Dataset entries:
= Beginning of Section =
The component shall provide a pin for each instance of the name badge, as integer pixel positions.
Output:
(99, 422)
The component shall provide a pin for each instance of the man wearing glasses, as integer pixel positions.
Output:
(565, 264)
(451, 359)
= End of Section =
**What to work on**
All the lines above should come back exactly as written.

**Answer for the task**
The component shall provide a pin for each instance of the name badge, as integer pixel positions.
Output:
(99, 422)
The component shall provide a pin for each instance of the man wearing glasses, as integer pixel positions.
Output:
(565, 264)
(451, 359)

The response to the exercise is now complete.